Set exercise
Write out the listing below in full and exactly, leaving out every picture.

[Excerpts from point annotation data]
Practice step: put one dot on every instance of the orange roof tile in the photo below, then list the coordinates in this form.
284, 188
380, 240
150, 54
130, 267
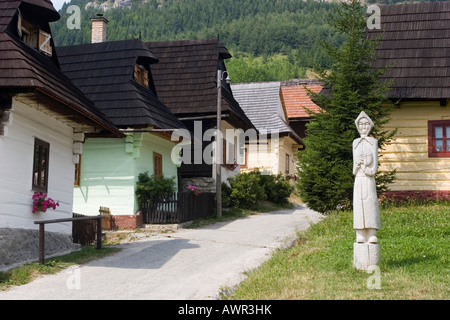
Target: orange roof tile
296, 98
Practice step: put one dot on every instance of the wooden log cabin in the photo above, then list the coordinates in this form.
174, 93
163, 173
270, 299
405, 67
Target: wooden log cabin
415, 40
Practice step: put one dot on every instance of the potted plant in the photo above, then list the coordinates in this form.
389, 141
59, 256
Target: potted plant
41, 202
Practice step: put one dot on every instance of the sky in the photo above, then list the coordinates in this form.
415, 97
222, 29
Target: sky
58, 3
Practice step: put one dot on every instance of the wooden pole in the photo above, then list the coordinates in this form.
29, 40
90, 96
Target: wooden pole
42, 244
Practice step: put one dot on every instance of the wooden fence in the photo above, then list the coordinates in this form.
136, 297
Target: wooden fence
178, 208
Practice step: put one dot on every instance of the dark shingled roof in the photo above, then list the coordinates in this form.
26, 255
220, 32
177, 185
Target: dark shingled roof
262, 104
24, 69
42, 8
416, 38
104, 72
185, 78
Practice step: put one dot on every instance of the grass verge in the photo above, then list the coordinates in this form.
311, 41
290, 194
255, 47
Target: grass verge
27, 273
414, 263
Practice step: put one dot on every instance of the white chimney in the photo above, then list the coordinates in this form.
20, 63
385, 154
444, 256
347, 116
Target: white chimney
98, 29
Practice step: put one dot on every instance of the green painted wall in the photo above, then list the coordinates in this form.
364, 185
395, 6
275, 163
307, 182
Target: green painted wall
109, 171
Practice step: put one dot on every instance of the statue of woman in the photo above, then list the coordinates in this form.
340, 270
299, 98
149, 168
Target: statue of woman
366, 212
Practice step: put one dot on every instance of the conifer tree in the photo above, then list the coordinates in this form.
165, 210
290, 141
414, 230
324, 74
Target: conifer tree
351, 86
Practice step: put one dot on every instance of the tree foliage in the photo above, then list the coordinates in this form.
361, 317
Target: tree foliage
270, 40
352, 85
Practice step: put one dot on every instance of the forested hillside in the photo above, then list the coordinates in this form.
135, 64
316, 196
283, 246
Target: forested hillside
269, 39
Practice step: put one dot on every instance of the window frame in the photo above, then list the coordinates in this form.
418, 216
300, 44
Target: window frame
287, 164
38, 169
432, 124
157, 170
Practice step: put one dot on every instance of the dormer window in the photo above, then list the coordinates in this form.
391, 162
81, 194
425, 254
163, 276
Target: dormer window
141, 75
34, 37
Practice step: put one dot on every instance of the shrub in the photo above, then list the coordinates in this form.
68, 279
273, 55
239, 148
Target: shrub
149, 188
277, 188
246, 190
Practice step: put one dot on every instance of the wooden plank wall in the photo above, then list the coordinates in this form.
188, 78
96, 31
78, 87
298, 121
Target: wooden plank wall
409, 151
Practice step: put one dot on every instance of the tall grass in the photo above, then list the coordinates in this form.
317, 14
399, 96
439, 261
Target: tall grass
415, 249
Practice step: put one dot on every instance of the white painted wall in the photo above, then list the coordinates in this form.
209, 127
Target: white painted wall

Exercise output
Practice step: put one dot on every instance of the orange roof tile in the photo below, then list the coordinates in this form.
284, 188
380, 240
150, 54
130, 267
Target: orange roof tile
296, 98
Practice step: put one dot on every instance of the wooden log cabin in the photo above, then list the coordinates in this form.
174, 93
163, 173
270, 299
405, 67
Target: wooden log cabin
415, 40
Practice step: put one dot on every instance of the potted plant in the photo above, then list the coordinates in this form.
389, 141
59, 256
Target: potted plant
41, 202
Practice step: put one dot on every instance of the sky in the photo above, then list the coordinates in this form.
415, 97
222, 29
Target: sky
58, 3
Practice step: put one dot on every instance of the wooden pole in the photo above, then list the coordinates in this form.
29, 40
90, 96
Target: wooden pole
42, 244
Practice step: put one dot on every instance of the wooden fence in the photo above, then list the coordinates in this form.
136, 297
Target: wooden fence
178, 208
Practice step: put one dot on every instance of the dark shingled roof in the photo above, then list the coordinates in this form.
26, 255
220, 32
177, 185
Target: dark shingled roof
262, 104
24, 69
42, 8
416, 38
104, 72
185, 78
Practice step: put one dot on every instance of the grass verge in the photo above, then list the coordinates in this form.
311, 41
290, 194
255, 47
Target: grass verge
27, 273
414, 263
Practice step: put one dot on every instance of the white chimney in the photo above, then list the coordinates in this form.
20, 63
385, 154
444, 256
347, 116
Target: white chimney
98, 29
Practice step: put one dot on every instance of the green painted wall in the photo above, then list the coordinates in this form.
364, 185
395, 6
275, 163
307, 182
Target: green painted wall
109, 171
Practice step: put one dot on every instance of the statue of woman in the photo above, then list the coordinates in this form.
340, 270
299, 98
149, 168
Target: statue of woman
366, 212
Practice step: put one dot on every instance of the conifer tree in the photo above, then list the coordinates in this form.
165, 210
290, 141
414, 230
324, 74
Target: conifer tree
351, 86
Practice step: put one dot on every instance of the tree foliage in the photo above, then list the coordinates in this form.
361, 317
Target: tree foliage
270, 40
352, 85
Practice step: put one dot on every instance of the forested hillside in the photo above, then list the coordinates in this form.
135, 64
316, 196
283, 246
Target: forested hillside
269, 39
Practice step: put one dot on every instance of the window frame in the photo above, then list the coordinates in this form.
418, 216
300, 44
Target: window frame
287, 164
38, 169
432, 124
157, 170
Practice step: put one dot on every instance of the dormer window in the photo above, then list the coordinates in this form.
391, 162
81, 194
425, 254
163, 276
Target: dormer window
141, 75
34, 37
Practice step: put one dot on every instance of the shrub in the photo above, then list the coordinates in this form.
68, 279
273, 55
239, 148
Target: shrub
149, 188
277, 188
246, 190
Practice step: put one dot on every instance of the wooden plank wall in the photo above, then list the coordinates in this form.
188, 78
96, 31
78, 87
298, 121
Target: wooden plank wall
409, 151
Practice step: put one dot on every instance of the tall grass in the photo above, then list the coordinates in this form.
317, 14
399, 96
439, 261
Target: tall grass
415, 249
Practice step: put one dot on every instance of the white painted wall in the photo above, then list the coordinates in this form.
209, 127
Target: white painted wall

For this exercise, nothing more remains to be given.